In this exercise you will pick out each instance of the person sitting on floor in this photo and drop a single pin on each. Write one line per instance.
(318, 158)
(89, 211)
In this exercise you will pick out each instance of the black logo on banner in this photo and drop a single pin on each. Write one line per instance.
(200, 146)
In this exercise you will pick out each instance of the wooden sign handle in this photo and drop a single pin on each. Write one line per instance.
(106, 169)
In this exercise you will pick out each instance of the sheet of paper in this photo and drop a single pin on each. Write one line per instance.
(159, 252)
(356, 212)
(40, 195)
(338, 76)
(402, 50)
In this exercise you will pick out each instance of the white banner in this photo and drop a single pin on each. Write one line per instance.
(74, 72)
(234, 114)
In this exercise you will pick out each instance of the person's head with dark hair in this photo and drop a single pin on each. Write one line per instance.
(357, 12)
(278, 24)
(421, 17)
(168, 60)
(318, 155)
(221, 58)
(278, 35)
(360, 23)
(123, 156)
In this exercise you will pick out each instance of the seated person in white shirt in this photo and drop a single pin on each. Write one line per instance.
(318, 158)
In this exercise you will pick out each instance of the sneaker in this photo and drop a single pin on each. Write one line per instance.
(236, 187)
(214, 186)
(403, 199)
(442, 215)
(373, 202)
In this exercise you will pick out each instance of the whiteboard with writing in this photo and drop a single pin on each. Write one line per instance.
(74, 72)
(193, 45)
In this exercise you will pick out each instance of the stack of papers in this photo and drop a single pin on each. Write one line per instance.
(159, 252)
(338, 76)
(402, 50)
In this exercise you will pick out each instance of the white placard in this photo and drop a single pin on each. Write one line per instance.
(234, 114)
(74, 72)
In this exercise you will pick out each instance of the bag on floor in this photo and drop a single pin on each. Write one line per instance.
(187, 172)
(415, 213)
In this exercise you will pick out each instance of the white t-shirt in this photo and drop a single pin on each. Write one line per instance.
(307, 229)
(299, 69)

Exercise objective: Retype the material precisely, leaving out no line.

Reply to the exercise:
In this exercise you will pick out each instance of the person sitting on floor in this photo and drop a single pin on each. Write one line per instance.
(318, 158)
(89, 211)
In this exercise you will pick out each instance of the black logo on banner in this photo and drop a single pin on each. Write one line per instance.
(200, 146)
In this exercise you will pick out each instance of the wooden sign handle in this photo and drop a single pin on each. Write one line per instance.
(106, 169)
In this exercise you will pick out each instance of the sheet of paper in this photo and drop a single pin on each. Write one line per instance.
(159, 252)
(356, 212)
(40, 195)
(338, 76)
(402, 50)
In this exercise you will pick out each instance of the white banner in this photo and drop a single pin on each. Write one line per instance.
(74, 72)
(234, 114)
In this exercise you will pick out each instance of the person's head with dark hair in this photo and drop a single pin on each. Write one line per instance.
(357, 12)
(278, 24)
(421, 17)
(168, 60)
(318, 155)
(221, 58)
(278, 35)
(360, 23)
(123, 156)
In this exercise you will pick out each instance of the seated person in white shirt in this photo and drop a single pin on each. Write one line per instance.
(318, 158)
In this exercise you will pick out each instance of the sneaker in this photo and drop a single pin on each. Write one line per instance.
(236, 187)
(214, 186)
(403, 199)
(442, 215)
(373, 202)
In this exercise you will pick out each instance of the whiteboard with writing in this photo and drop a single pin on each. Write one line per instance.
(74, 72)
(193, 45)
In this exercise you will pick out each instance of the stack of papers in this photo and drop a single pin on each. Write one line per instance.
(159, 252)
(338, 76)
(402, 50)
In this exercise you will pick out each instance of the white placard in this photo and drop a single pin on each. Write one line per instance.
(234, 114)
(74, 72)
In this exercise you will pick out each instance of the bag on floor in this photo and drop a single pin on each. Write one line per instance.
(187, 172)
(415, 213)
In this exercise you will pick out each instance of the white t-shirt in this photo and drop a single pin on each. Write one line per instance.
(307, 229)
(299, 69)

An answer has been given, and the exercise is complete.